→ **Work instructions**:
1. According to the program logic text below, who developed the theory of change and program logic?
2. For each statement, say whether it agrees with the program logic text below. Answer yes or no and quote the deciding words from the text.
(a) Copilot licences are one of the inputs.
(b) A Copilot lead is to be established in each agency.
(c) Ease of use being baselined is listed as a short-term outcome.

→ **Page text**:
•••
A program logic outlined the intended impacts of the trial.

A theory of change and program logic was developed by the DTA Copilot trial team in consultation with the Australian Centre for Evaluation.

A theory of change describes, at a high level, how program activities will lead to the program’s intended outcomes. The following program logic expands on the theory of change, articulating in more detail the relationship between desired outcomes and the required inputs, activities and outputs.

Inputs

The foundation of the framework consists of inputs, which include:

staff time and resources
expenditure
copilot licences
Microsoft contract.

Activities

The activities build upon the inputs and are designed to facilitate the use of Copilot:

Establishing groups in government teams to share experience and learnings with Copilot.
Establishing Copilot leads in each agency to ensure safe and responsible guidance is shared with users.
Microsoft providing training sessions on how to use Copilot.
Microsoft providing access to additional resources (guides and tutorials) and support to address issues.
Establishing an issues register to collect issues on benefits challenges and barriers to innovation.

Outputs

Outputs are the immediate results of these activities:

Staff/users are appropriately trained to engage with Copilot.
Copilot is regularly accessed by staff/users.
Sentiment is baselined amongst staff/users.
Ease of use is baselined among staff/users.
Issues register is actively populated.

Short-term outcomes

These are the direct effects of the outputs in the short term:

Staff/users have increased confidence in the use of Copilot.
Improvements to productivity from regular access and use.
Improved sentiment reported from regular access.
Unintended outcomes are identified and catalogued.
•••
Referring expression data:
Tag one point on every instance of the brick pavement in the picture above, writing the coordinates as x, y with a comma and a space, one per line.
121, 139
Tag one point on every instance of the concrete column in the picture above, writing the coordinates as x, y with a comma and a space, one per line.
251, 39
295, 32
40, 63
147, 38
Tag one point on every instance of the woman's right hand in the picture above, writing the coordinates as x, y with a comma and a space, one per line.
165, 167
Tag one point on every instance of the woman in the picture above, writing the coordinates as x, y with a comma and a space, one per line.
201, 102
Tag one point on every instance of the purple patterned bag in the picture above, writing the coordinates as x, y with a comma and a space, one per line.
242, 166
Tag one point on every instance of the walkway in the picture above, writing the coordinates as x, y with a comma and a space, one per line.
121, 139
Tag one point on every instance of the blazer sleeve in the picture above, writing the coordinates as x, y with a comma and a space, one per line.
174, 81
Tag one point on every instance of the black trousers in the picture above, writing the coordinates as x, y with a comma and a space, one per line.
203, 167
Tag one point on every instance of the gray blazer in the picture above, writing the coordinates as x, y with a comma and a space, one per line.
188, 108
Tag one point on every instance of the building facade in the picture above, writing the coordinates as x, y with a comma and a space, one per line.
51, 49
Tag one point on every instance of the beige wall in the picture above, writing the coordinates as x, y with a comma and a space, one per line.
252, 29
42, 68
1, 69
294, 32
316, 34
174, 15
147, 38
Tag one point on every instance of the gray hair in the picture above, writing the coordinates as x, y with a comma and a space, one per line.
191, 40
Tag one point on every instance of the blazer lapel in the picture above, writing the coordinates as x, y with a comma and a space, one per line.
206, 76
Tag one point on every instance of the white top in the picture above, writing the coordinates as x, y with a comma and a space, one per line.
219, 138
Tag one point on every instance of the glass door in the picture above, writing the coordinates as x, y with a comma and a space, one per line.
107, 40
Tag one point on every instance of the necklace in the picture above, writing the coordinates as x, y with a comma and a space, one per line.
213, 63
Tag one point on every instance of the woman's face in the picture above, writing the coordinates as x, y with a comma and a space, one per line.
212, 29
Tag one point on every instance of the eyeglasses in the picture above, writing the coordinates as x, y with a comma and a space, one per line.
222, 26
•••
→ **Answer list**:
1. The DTA Copilot trial team developed them in consultation with the Australian Centre for Evaluation.

2.
(a) Yes: "copilot licences"
(b) Yes: "Establishing Copilot leads in each agency"
(c) No: "Ease of use is baselined among staff/users." appears under Outputs, not Short-term outcomes.